_EXERCISE PROMPT_
Return the lines from the one containing "[indicate] the water" to the end of the material, both end lines included, exactly and with nothing else.
######
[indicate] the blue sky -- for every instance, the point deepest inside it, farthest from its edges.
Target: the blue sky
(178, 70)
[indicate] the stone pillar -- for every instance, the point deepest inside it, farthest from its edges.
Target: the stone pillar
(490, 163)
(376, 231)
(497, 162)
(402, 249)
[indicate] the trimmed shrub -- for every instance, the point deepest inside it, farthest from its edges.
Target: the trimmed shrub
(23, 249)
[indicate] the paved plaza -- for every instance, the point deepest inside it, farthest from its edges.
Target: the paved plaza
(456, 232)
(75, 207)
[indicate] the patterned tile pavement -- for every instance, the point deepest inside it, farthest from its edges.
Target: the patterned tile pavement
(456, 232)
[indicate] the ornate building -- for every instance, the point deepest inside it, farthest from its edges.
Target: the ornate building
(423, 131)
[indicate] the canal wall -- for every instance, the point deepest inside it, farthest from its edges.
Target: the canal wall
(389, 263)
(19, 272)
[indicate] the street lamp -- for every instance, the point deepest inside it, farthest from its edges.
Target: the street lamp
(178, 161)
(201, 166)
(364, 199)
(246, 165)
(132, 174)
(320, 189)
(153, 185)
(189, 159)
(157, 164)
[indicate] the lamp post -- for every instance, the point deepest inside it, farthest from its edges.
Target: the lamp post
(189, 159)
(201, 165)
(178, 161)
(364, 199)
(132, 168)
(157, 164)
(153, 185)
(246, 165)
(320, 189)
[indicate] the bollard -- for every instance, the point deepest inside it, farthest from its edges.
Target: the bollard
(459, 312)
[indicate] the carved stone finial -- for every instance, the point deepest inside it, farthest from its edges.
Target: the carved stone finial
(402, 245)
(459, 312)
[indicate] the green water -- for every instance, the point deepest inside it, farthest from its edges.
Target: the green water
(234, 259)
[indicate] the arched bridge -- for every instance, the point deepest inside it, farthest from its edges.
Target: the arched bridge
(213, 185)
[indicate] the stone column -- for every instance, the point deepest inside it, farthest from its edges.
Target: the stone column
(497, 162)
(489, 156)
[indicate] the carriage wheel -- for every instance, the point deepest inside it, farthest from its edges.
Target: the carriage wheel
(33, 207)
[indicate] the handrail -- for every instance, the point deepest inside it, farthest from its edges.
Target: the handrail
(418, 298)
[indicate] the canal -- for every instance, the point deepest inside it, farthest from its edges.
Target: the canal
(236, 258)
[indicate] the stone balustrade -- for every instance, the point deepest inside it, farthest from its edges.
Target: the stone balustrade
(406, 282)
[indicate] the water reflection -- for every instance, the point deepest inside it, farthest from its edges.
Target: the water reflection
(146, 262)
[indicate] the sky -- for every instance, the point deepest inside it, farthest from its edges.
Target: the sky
######
_TASK RESULT_
[indicate] the water reflection -- for every instance, the point deepest inside it, farthest from its edges.
Target: the water reflection
(146, 262)
[indicate] the sky -- for every instance, the point deepest inside it, farthest from its edges.
Target: the sky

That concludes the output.